Text excerpt:
# # # #

The latest draft of the negotiating text, released by the Bureau of the Intergovernmental Negotiating Body (INB) on Monday must be considered until the INB session scheduled for November 6-10, when it should be formalized.

Some of the commitments contained in this version of the document have to do with combating “false, misleading, misinformation or disinformation, including through effective international collaboration and cooperation” – which skeptics might easily dub, “cross-border censorship.”

And then there’s surveillance, too: something called One Health approach for pandemic prevention, preparedness and response, which the draft wants to see promoted and implemented. Meanwhile, One Health is a surveillance tool that is supposed to create new methods of disease control.

Yet another point from the proposal is to “develop and strengthen pandemic prevention and public health surveillance capacities.”

Critics have many concerns and misgivings about all of this, including WHO setting up what’s known as a conference of the parties – an international convention’s top governing body – around the pandemic accord.

# # # #

Data:
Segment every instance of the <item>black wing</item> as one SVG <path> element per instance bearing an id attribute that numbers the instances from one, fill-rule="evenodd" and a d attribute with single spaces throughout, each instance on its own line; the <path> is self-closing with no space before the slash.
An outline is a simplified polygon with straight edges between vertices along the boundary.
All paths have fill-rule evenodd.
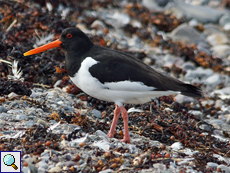
<path id="1" fill-rule="evenodd" d="M 180 91 L 187 96 L 202 97 L 197 87 L 163 75 L 127 53 L 97 46 L 95 48 L 92 57 L 100 63 L 93 65 L 89 71 L 101 83 L 129 80 L 142 82 L 158 91 Z"/>

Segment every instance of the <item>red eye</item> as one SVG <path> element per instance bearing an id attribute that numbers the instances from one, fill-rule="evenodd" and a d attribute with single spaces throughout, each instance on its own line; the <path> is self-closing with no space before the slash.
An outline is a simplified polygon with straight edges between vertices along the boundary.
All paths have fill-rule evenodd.
<path id="1" fill-rule="evenodd" d="M 73 35 L 72 35 L 72 34 L 70 34 L 70 33 L 68 33 L 68 34 L 66 35 L 66 37 L 67 37 L 67 38 L 72 38 L 72 37 L 73 37 Z"/>

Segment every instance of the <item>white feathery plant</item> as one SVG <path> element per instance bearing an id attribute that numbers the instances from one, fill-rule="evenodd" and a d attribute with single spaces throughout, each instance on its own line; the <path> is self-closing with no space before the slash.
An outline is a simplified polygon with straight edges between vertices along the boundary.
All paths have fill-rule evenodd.
<path id="1" fill-rule="evenodd" d="M 21 76 L 22 76 L 22 70 L 21 70 L 21 68 L 18 69 L 18 61 L 14 60 L 11 63 L 10 61 L 0 59 L 0 62 L 4 62 L 4 63 L 8 64 L 12 68 L 13 76 L 12 75 L 8 75 L 8 79 L 20 80 L 22 82 L 24 81 L 24 78 L 21 78 Z"/>

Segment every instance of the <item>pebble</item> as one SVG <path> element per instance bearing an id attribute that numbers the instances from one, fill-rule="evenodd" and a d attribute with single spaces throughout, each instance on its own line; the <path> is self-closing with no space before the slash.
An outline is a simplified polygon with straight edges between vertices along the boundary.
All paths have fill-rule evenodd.
<path id="1" fill-rule="evenodd" d="M 27 116 L 24 114 L 19 114 L 16 116 L 16 120 L 19 120 L 19 121 L 25 120 L 26 118 L 27 118 Z"/>
<path id="2" fill-rule="evenodd" d="M 6 107 L 0 106 L 0 113 L 3 113 L 3 112 L 6 113 L 7 111 L 8 111 L 8 109 Z"/>
<path id="3" fill-rule="evenodd" d="M 184 44 L 206 42 L 205 37 L 202 36 L 201 33 L 186 23 L 179 25 L 168 36 L 171 37 L 173 41 L 180 41 Z"/>
<path id="4" fill-rule="evenodd" d="M 224 14 L 223 11 L 210 8 L 208 6 L 198 6 L 184 3 L 181 0 L 174 0 L 175 6 L 188 19 L 196 19 L 202 23 L 217 23 L 220 17 Z"/>
<path id="5" fill-rule="evenodd" d="M 205 80 L 205 83 L 207 85 L 209 85 L 210 87 L 215 88 L 217 85 L 219 85 L 221 83 L 221 77 L 219 74 L 214 74 L 214 75 L 208 77 Z"/>
<path id="6" fill-rule="evenodd" d="M 66 161 L 66 162 L 64 162 L 64 165 L 67 166 L 67 167 L 71 167 L 71 166 L 77 165 L 77 162 Z"/>
<path id="7" fill-rule="evenodd" d="M 226 165 L 218 165 L 217 169 L 218 168 L 221 170 L 221 172 L 230 173 L 230 167 L 228 167 Z"/>
<path id="8" fill-rule="evenodd" d="M 230 46 L 226 44 L 216 45 L 211 48 L 213 54 L 224 59 L 230 55 Z"/>
<path id="9" fill-rule="evenodd" d="M 218 164 L 217 163 L 213 163 L 213 162 L 208 162 L 206 165 L 206 168 L 217 168 Z"/>
<path id="10" fill-rule="evenodd" d="M 184 76 L 184 80 L 192 81 L 194 78 L 199 78 L 200 80 L 204 80 L 212 75 L 213 75 L 213 70 L 203 69 L 202 67 L 198 67 L 195 70 L 188 70 Z"/>
<path id="11" fill-rule="evenodd" d="M 61 168 L 60 167 L 53 167 L 53 168 L 51 168 L 48 172 L 53 172 L 53 173 L 55 173 L 55 172 L 61 172 L 62 170 L 61 170 Z"/>
<path id="12" fill-rule="evenodd" d="M 76 18 L 76 20 L 79 21 L 78 26 L 84 28 L 84 31 L 87 32 L 87 34 L 94 36 L 97 35 L 98 38 L 103 37 L 108 46 L 113 47 L 116 45 L 116 47 L 114 47 L 115 49 L 125 49 L 127 51 L 143 51 L 146 53 L 146 57 L 142 59 L 142 61 L 152 65 L 153 68 L 159 71 L 164 72 L 161 68 L 162 66 L 171 68 L 172 65 L 175 65 L 178 68 L 182 68 L 183 72 L 186 74 L 184 75 L 181 73 L 178 77 L 179 79 L 192 84 L 201 84 L 204 93 L 207 93 L 207 95 L 210 94 L 209 91 L 212 92 L 212 94 L 210 94 L 212 97 L 209 97 L 208 99 L 202 98 L 199 100 L 202 106 L 211 106 L 211 109 L 220 107 L 221 110 L 217 110 L 215 116 L 212 116 L 200 111 L 199 102 L 194 98 L 178 94 L 175 96 L 175 99 L 177 102 L 182 104 L 193 103 L 189 108 L 189 113 L 219 129 L 213 130 L 211 125 L 198 123 L 197 126 L 199 126 L 201 130 L 206 130 L 208 133 L 211 133 L 213 137 L 220 140 L 229 140 L 228 138 L 225 138 L 223 134 L 223 130 L 228 131 L 230 129 L 230 106 L 228 103 L 230 98 L 230 80 L 227 76 L 228 74 L 223 74 L 224 72 L 214 72 L 211 68 L 202 68 L 198 64 L 194 63 L 193 59 L 187 61 L 187 55 L 172 55 L 169 50 L 163 50 L 161 46 L 149 45 L 150 40 L 154 39 L 156 34 L 161 34 L 165 37 L 166 42 L 168 36 L 175 42 L 179 41 L 189 46 L 194 43 L 198 48 L 198 50 L 195 50 L 194 52 L 195 55 L 197 52 L 205 52 L 207 55 L 213 55 L 214 57 L 217 56 L 223 61 L 223 64 L 225 65 L 224 69 L 230 65 L 230 42 L 229 34 L 226 32 L 230 30 L 230 14 L 228 11 L 226 12 L 226 9 L 220 6 L 220 1 L 211 2 L 209 0 L 190 0 L 186 2 L 187 3 L 184 3 L 181 0 L 140 1 L 140 3 L 149 10 L 155 9 L 158 12 L 171 10 L 172 14 L 180 13 L 182 19 L 185 17 L 188 19 L 187 22 L 182 20 L 183 23 L 174 28 L 170 33 L 164 33 L 164 31 L 160 31 L 157 26 L 153 26 L 152 24 L 146 26 L 145 22 L 139 20 L 138 17 L 131 17 L 131 15 L 127 13 L 127 9 L 118 9 L 121 7 L 127 8 L 130 5 L 127 4 L 127 1 L 122 1 L 121 4 L 117 5 L 118 7 L 114 8 L 114 4 L 109 4 L 109 9 L 98 8 L 95 11 L 93 11 L 93 9 L 88 11 L 85 10 L 83 13 L 87 13 L 86 16 L 90 19 L 90 22 L 87 23 L 87 25 L 83 24 L 84 22 L 81 22 L 87 20 L 87 18 Z M 148 13 L 147 10 L 145 12 Z M 50 12 L 50 15 L 51 13 L 52 12 Z M 176 15 L 176 17 L 178 16 L 179 15 Z M 144 27 L 144 29 L 150 33 L 149 41 L 143 41 L 135 33 L 129 36 L 130 34 L 123 30 L 123 27 L 126 25 L 130 25 L 138 30 L 142 30 Z M 89 26 L 93 29 L 90 29 Z M 198 26 L 202 26 L 204 31 L 198 30 Z M 108 33 L 105 32 L 107 29 L 109 31 Z M 111 45 L 111 43 L 114 45 Z M 170 72 L 168 73 L 171 75 Z M 90 135 L 88 135 L 86 134 L 88 131 L 86 132 L 85 128 L 83 128 L 84 126 L 82 125 L 77 126 L 72 123 L 67 123 L 64 119 L 61 124 L 58 124 L 57 121 L 52 118 L 47 119 L 54 111 L 60 111 L 66 115 L 74 115 L 74 112 L 78 110 L 82 111 L 79 108 L 74 108 L 73 105 L 76 105 L 76 103 L 79 103 L 80 105 L 84 102 L 80 101 L 77 96 L 67 94 L 64 92 L 64 89 L 62 90 L 58 88 L 57 86 L 59 84 L 61 84 L 61 80 L 54 84 L 55 88 L 46 89 L 41 87 L 31 89 L 32 94 L 29 97 L 40 104 L 45 103 L 46 108 L 43 106 L 28 104 L 27 101 L 23 100 L 23 97 L 20 97 L 15 93 L 10 93 L 8 97 L 6 96 L 7 101 L 2 102 L 0 105 L 1 126 L 6 121 L 12 123 L 15 127 L 27 129 L 33 125 L 39 125 L 39 127 L 52 126 L 52 131 L 49 131 L 50 136 L 60 133 L 64 133 L 68 136 L 74 130 L 79 130 L 77 133 L 77 139 L 73 139 L 72 141 L 61 139 L 62 141 L 60 143 L 58 142 L 60 144 L 60 150 L 47 149 L 36 158 L 32 157 L 32 155 L 30 156 L 29 154 L 24 155 L 23 161 L 28 163 L 28 167 L 22 167 L 23 172 L 68 172 L 71 166 L 75 167 L 76 172 L 95 172 L 95 170 L 91 170 L 87 160 L 92 158 L 92 164 L 94 164 L 94 162 L 97 163 L 98 159 L 101 159 L 104 162 L 105 158 L 103 153 L 105 151 L 111 151 L 112 156 L 116 156 L 118 158 L 123 157 L 124 162 L 121 164 L 119 163 L 119 167 L 116 169 L 109 169 L 108 167 L 108 169 L 100 171 L 101 173 L 121 170 L 129 172 L 132 170 L 132 168 L 130 170 L 130 167 L 132 166 L 132 159 L 143 154 L 143 149 L 145 150 L 146 147 L 154 148 L 162 145 L 159 141 L 157 141 L 158 138 L 153 141 L 145 139 L 145 137 L 139 136 L 136 133 L 131 133 L 132 144 L 125 144 L 120 142 L 117 137 L 112 139 L 108 138 L 106 135 L 108 130 L 105 129 L 101 131 L 95 130 L 97 129 L 96 127 L 91 127 L 92 131 L 90 131 Z M 221 89 L 217 89 L 219 87 Z M 214 97 L 215 93 L 219 95 L 218 99 Z M 84 107 L 83 111 L 87 113 L 88 109 Z M 140 109 L 135 109 L 135 111 L 140 112 Z M 98 122 L 99 124 L 107 123 L 105 118 L 101 120 L 101 111 L 93 109 L 90 113 L 92 113 L 90 115 L 93 115 L 95 122 Z M 130 114 L 134 115 L 135 113 Z M 86 114 L 86 116 L 88 116 L 91 120 L 92 116 L 90 115 L 88 116 Z M 120 123 L 120 120 L 121 118 L 118 120 L 118 123 Z M 14 123 L 16 123 L 16 125 Z M 57 124 L 57 126 L 55 126 L 55 124 Z M 206 135 L 208 135 L 208 133 Z M 1 135 L 5 134 L 15 135 L 15 131 L 11 129 L 2 131 Z M 79 143 L 82 142 L 86 143 L 86 145 L 80 147 Z M 148 145 L 146 146 L 146 144 Z M 125 153 L 116 151 L 118 148 L 124 149 Z M 161 163 L 153 164 L 153 168 L 140 168 L 138 172 L 152 173 L 161 171 L 170 173 L 180 172 L 181 169 L 185 169 L 187 172 L 196 172 L 193 167 L 194 162 L 196 161 L 194 153 L 198 153 L 199 151 L 188 149 L 179 142 L 175 142 L 171 145 L 171 147 L 166 146 L 166 148 L 172 148 L 170 151 L 172 153 L 170 153 L 170 155 L 173 159 L 178 159 L 179 152 L 184 153 L 183 158 L 179 158 L 181 160 L 178 160 L 177 162 L 174 162 L 173 159 L 169 160 L 167 166 L 160 160 L 159 162 Z M 160 151 L 160 153 L 161 152 L 162 151 Z M 98 154 L 96 157 L 95 153 Z M 100 156 L 100 153 L 102 153 L 102 156 Z M 79 161 L 73 160 L 76 158 L 76 155 L 79 155 Z M 217 158 L 218 160 L 221 159 L 221 161 L 229 164 L 228 161 L 225 161 L 223 158 Z M 221 165 L 218 162 L 215 163 L 215 160 L 212 161 L 213 162 L 208 162 L 206 165 L 203 165 L 203 168 L 219 168 L 221 171 L 230 172 L 228 166 L 224 164 Z M 133 171 L 136 171 L 136 168 Z"/>
<path id="13" fill-rule="evenodd" d="M 45 162 L 45 161 L 40 161 L 40 162 L 38 162 L 37 163 L 37 166 L 38 167 L 41 167 L 41 168 L 43 168 L 43 169 L 47 169 L 48 168 L 48 164 Z"/>
<path id="14" fill-rule="evenodd" d="M 221 32 L 209 35 L 207 37 L 207 41 L 212 46 L 229 43 L 228 36 L 224 33 L 221 33 Z"/>
<path id="15" fill-rule="evenodd" d="M 101 111 L 98 111 L 97 109 L 93 109 L 92 113 L 97 118 L 101 118 L 102 117 Z"/>

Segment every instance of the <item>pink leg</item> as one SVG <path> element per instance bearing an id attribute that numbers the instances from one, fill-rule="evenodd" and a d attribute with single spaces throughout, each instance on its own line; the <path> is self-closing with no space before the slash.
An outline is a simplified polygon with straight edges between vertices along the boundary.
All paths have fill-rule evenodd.
<path id="1" fill-rule="evenodd" d="M 124 130 L 125 130 L 124 138 L 121 141 L 126 143 L 131 143 L 130 136 L 129 136 L 128 114 L 124 106 L 120 106 L 120 110 L 124 122 Z"/>
<path id="2" fill-rule="evenodd" d="M 109 133 L 107 134 L 107 136 L 110 137 L 110 138 L 112 138 L 113 135 L 114 135 L 114 130 L 116 128 L 117 120 L 119 118 L 120 112 L 121 111 L 120 111 L 119 106 L 116 105 L 116 108 L 114 110 L 113 122 L 112 122 L 112 125 L 110 127 Z"/>

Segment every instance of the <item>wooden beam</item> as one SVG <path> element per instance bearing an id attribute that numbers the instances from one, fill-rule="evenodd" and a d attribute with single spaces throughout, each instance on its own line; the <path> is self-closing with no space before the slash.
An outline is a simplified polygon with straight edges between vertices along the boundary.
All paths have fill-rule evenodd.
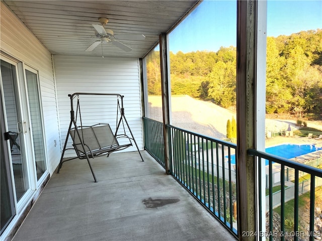
<path id="1" fill-rule="evenodd" d="M 170 124 L 170 98 L 171 90 L 168 70 L 169 51 L 167 36 L 165 33 L 159 36 L 160 65 L 161 69 L 161 90 L 162 92 L 162 113 L 163 115 L 163 137 L 165 144 L 165 166 L 167 174 L 170 173 L 169 162 L 169 142 L 167 125 Z"/>
<path id="2" fill-rule="evenodd" d="M 255 145 L 256 8 L 255 1 L 237 1 L 237 171 L 239 240 L 255 240 L 256 178 Z"/>

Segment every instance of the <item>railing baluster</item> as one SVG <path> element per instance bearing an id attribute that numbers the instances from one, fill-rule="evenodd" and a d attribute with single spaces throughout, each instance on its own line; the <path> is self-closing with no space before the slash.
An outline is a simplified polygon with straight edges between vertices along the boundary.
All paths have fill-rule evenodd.
<path id="1" fill-rule="evenodd" d="M 298 170 L 294 169 L 295 180 L 294 189 L 294 232 L 297 233 L 298 231 Z M 298 240 L 297 235 L 294 237 L 294 241 Z"/>
<path id="2" fill-rule="evenodd" d="M 202 188 L 201 188 L 201 171 L 200 170 L 200 140 L 199 137 L 198 137 L 198 167 L 199 179 L 199 199 L 201 200 Z"/>
<path id="3" fill-rule="evenodd" d="M 263 233 L 263 231 L 265 231 L 265 230 L 263 230 L 262 225 L 263 225 L 263 223 L 262 222 L 262 218 L 263 218 L 262 211 L 263 211 L 263 207 L 262 206 L 262 192 L 264 191 L 262 190 L 262 158 L 260 157 L 258 159 L 258 203 L 259 203 L 259 233 L 262 234 Z M 266 205 L 265 205 L 266 206 Z M 265 208 L 266 208 L 266 207 L 265 207 Z M 260 239 L 261 240 L 261 239 Z"/>
<path id="4" fill-rule="evenodd" d="M 210 208 L 210 183 L 209 183 L 209 149 L 208 149 L 208 140 L 207 140 L 207 142 L 206 143 L 206 149 L 207 151 L 206 152 L 206 156 L 207 160 L 207 192 L 208 192 L 208 206 Z"/>
<path id="5" fill-rule="evenodd" d="M 231 188 L 231 160 L 230 160 L 230 148 L 228 148 L 228 180 L 229 182 L 229 215 L 230 215 L 230 220 L 229 222 L 230 223 L 230 227 L 232 227 L 232 216 L 233 210 L 232 210 L 232 190 Z"/>
<path id="6" fill-rule="evenodd" d="M 269 163 L 269 233 L 273 233 L 273 177 L 272 177 L 272 164 L 270 161 Z M 273 240 L 273 236 L 270 235 L 270 241 Z"/>
<path id="7" fill-rule="evenodd" d="M 216 200 L 215 199 L 215 188 L 214 188 L 214 183 L 215 183 L 215 174 L 214 173 L 214 169 L 213 169 L 213 149 L 212 148 L 213 145 L 213 142 L 212 141 L 211 142 L 211 181 L 212 181 L 212 209 L 213 209 L 213 213 L 215 214 L 215 206 L 216 206 Z M 216 145 L 217 146 L 217 145 Z"/>
<path id="8" fill-rule="evenodd" d="M 201 156 L 202 157 L 202 188 L 203 191 L 203 203 L 206 204 L 206 190 L 205 190 L 205 154 L 204 150 L 204 139 L 201 138 L 201 149 L 202 151 L 201 152 Z"/>
<path id="9" fill-rule="evenodd" d="M 221 144 L 221 149 L 224 148 L 223 145 Z M 217 164 L 217 194 L 218 195 L 217 198 L 218 198 L 218 216 L 220 218 L 221 214 L 220 214 L 220 185 L 219 182 L 219 152 L 218 148 L 216 150 L 217 157 L 216 158 Z"/>
<path id="10" fill-rule="evenodd" d="M 285 167 L 283 164 L 281 164 L 281 232 L 285 233 Z M 284 241 L 284 236 L 281 235 L 281 241 Z"/>
<path id="11" fill-rule="evenodd" d="M 197 152 L 196 148 L 197 145 L 196 144 L 196 136 L 194 135 L 194 143 L 195 145 L 195 178 L 196 178 L 196 196 L 198 196 L 198 181 L 197 178 Z"/>
<path id="12" fill-rule="evenodd" d="M 315 176 L 311 174 L 311 183 L 310 186 L 310 229 L 309 240 L 314 241 L 314 206 L 315 198 Z"/>

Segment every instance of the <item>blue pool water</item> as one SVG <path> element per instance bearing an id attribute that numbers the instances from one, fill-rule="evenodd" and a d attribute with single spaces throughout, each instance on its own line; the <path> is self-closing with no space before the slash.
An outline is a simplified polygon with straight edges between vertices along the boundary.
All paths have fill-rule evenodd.
<path id="1" fill-rule="evenodd" d="M 313 145 L 294 145 L 284 144 L 276 147 L 269 147 L 265 149 L 266 152 L 270 154 L 275 155 L 279 157 L 284 157 L 289 159 L 293 157 L 307 154 L 310 152 L 322 150 L 321 147 L 315 147 Z M 232 164 L 236 163 L 234 155 L 230 156 L 230 161 Z M 265 165 L 268 165 L 268 161 L 267 160 Z"/>

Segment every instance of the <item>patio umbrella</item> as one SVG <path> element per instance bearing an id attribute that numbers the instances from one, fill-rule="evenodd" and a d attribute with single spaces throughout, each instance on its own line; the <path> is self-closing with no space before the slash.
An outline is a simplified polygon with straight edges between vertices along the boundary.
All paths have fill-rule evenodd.
<path id="1" fill-rule="evenodd" d="M 291 131 L 291 126 L 290 124 L 288 124 L 288 127 L 287 128 L 287 131 L 290 132 Z"/>

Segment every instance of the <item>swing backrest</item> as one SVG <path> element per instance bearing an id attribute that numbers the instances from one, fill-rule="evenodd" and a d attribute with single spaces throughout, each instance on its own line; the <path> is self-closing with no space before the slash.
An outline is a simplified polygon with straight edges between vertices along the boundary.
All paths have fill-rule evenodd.
<path id="1" fill-rule="evenodd" d="M 73 146 L 75 151 L 80 153 L 95 152 L 101 150 L 113 148 L 119 146 L 109 124 L 97 124 L 90 127 L 78 127 L 79 136 L 75 128 L 71 129 L 69 134 L 72 139 Z M 84 150 L 82 142 L 85 146 Z"/>

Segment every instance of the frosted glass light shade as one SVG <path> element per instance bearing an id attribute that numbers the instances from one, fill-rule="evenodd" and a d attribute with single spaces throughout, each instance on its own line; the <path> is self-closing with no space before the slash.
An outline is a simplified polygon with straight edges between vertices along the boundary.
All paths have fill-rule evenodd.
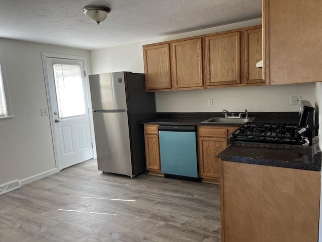
<path id="1" fill-rule="evenodd" d="M 111 11 L 111 9 L 107 7 L 95 6 L 85 7 L 83 10 L 91 20 L 97 24 L 104 21 Z"/>

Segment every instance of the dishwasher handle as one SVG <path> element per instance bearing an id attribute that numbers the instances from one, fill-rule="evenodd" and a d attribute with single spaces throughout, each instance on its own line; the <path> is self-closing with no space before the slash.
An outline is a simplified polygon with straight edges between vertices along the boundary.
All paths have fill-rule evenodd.
<path id="1" fill-rule="evenodd" d="M 195 132 L 196 126 L 186 125 L 159 125 L 157 129 L 159 131 Z"/>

# # # #

What to work on:
[1] Copy the part of the pandemic accord text starting with "And then there’s" and going on through "of disease control.".
[2] Carry the pandemic accord draft text forward, picking up right after its final sentence.

Task-by-task outputs:
[1]
And then there’s surveillance, too: something called One Health approach for pandemic prevention, preparedness and response, which the draft wants to see promoted and implemented. Meanwhile, One Health is a surveillance tool that is supposed to create new methods of disease control.

[2]
The fear here is that it would be one more instrument taking agency and consent away from national governments and people and transferring the decision-making processes, in this case related to health, to the world organization, specifically, WHO.

However, the draft’s chapter on institutional arrangements envisages establishing just such a conference of the parties as part of the accord’s scope.

A number of advocacy organizations from around the world have already expressed their dissatisfaction with the draft from different points of view, including how the treaty, if adopted, would impact less developed countries, while the draft itself is seen as “unbalanced.”

This last objection stems from the origin of the proposal – namely the discussions between INB Bureau and Secretariat, rather than drawing from the meetings of the INB itself.

Ignoring proposals from all countries that are supposed to implement the treaty, and allowing those with the most clout (in the Bureau) to set the tone is seen as one-sided in this sense as well.